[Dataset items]
-*-
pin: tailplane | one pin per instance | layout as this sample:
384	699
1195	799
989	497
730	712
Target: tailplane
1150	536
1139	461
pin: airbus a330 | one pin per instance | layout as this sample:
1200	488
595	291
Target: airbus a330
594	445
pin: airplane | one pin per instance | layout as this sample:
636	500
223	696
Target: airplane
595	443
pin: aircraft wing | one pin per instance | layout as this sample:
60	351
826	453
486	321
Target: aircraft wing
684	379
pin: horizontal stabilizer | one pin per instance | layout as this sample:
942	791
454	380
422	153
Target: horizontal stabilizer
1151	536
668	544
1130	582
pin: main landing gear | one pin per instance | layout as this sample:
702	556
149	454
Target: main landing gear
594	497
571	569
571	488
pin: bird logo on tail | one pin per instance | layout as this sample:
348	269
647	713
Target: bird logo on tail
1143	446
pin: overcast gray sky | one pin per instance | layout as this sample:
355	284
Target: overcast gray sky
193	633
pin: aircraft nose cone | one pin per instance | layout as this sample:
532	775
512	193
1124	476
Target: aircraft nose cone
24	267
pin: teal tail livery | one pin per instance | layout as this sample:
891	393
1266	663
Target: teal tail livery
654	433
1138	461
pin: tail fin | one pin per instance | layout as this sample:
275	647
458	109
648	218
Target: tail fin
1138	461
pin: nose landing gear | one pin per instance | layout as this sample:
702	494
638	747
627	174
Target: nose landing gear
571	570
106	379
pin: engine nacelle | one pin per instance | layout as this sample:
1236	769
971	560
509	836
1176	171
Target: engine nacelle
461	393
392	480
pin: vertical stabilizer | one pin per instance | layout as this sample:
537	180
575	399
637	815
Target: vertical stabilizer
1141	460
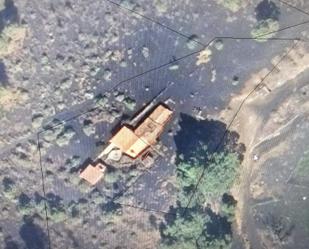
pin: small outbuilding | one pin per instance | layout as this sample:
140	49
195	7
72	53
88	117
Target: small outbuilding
93	173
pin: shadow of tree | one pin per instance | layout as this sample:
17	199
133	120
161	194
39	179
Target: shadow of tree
10	244
267	10
33	235
3	75
9	14
212	133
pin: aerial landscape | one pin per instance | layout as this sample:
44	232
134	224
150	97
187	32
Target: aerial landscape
155	124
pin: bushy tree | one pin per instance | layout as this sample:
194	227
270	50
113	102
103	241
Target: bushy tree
199	227
217	171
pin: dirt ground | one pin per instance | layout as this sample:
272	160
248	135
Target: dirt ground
273	125
81	68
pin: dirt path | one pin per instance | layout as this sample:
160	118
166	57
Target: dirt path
262	118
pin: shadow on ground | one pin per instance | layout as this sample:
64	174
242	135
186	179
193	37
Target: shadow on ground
212	133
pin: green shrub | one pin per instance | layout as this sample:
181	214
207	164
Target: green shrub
10	189
302	169
232	5
10	36
265	29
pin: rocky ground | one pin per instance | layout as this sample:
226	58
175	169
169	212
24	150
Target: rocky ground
77	69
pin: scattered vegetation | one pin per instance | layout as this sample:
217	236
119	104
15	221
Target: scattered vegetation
232	5
302	169
129	103
265	29
192	42
205	211
11	38
203	57
267	16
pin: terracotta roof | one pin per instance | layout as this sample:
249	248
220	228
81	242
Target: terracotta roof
93	174
134	142
128	142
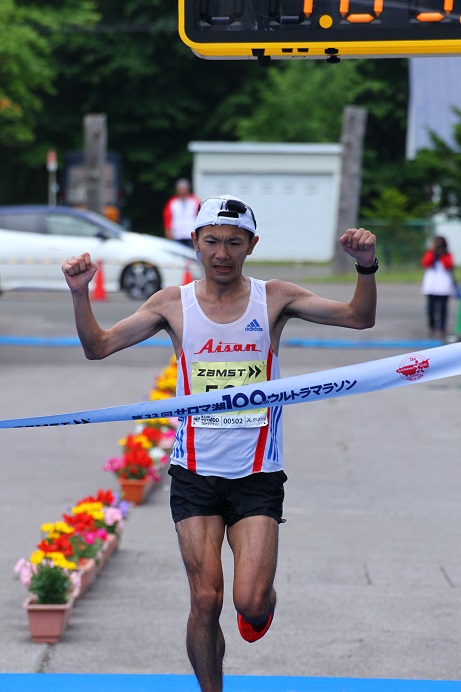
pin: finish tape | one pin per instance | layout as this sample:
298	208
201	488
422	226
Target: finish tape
386	373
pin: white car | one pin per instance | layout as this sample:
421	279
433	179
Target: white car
35	240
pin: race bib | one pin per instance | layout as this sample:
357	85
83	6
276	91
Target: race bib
209	376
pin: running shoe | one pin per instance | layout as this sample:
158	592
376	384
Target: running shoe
251	633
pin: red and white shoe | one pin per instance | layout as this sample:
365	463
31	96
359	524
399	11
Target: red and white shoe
251	633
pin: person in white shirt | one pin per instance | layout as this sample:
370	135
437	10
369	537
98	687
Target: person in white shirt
179	214
227	469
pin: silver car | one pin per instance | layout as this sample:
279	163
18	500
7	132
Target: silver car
35	240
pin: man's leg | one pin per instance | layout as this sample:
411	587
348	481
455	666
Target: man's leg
200	542
254	542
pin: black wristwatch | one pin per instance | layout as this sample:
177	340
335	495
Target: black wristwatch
368	270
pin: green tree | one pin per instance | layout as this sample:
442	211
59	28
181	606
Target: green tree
435	173
156	94
303	101
27	76
401	228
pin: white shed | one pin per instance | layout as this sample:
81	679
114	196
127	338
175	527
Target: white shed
293	190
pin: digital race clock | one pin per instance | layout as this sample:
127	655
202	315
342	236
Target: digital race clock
320	28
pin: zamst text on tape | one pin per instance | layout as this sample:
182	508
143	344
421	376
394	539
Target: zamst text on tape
386	373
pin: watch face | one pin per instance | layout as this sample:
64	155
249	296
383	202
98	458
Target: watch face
320	28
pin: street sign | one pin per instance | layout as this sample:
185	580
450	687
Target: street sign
51	161
333	29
-*-
▶ Task details: Beginning with the line that contains "pin: silver car", quote each line exactly through the last line of the entries above, and nothing beyond them.

▶ Task result:
pin: silver car | one pin per instance | layout as this sample:
279	163
18	500
7	132
Target: silver car
35	240
pin: man's leg | one pin per instance | layout as this sample:
411	587
348	481
455	666
Target: man's leg
200	542
254	542
pin: black wristwatch | one pin per instance | layout as this sample:
177	340
335	495
Target: black wristwatch
368	270
pin: green tree | one pin per instance | layout as this sample:
442	211
59	28
181	606
Target: green tree
435	173
156	94
303	101
27	76
401	228
pin: white shed | one pin per instance | layout as this sample:
81	679
114	196
127	338
175	527
Target: white shed
293	190
pin: digital race clock | one pin per instance | layout as this sample:
127	655
202	315
342	236
Target: digital race clock
320	28
pin: zamst text on tape | one pin per instance | layout as this sample:
182	508
143	344
421	376
394	539
Target: zamst text on tape
386	373
pin: watch face | one pin per instance | layout as this sample:
64	155
249	296
383	202
98	458
Target: watch face
320	28
pin: street sign | one pin per instance | layout as this sample:
185	580
450	687
Target: street sign
51	161
333	29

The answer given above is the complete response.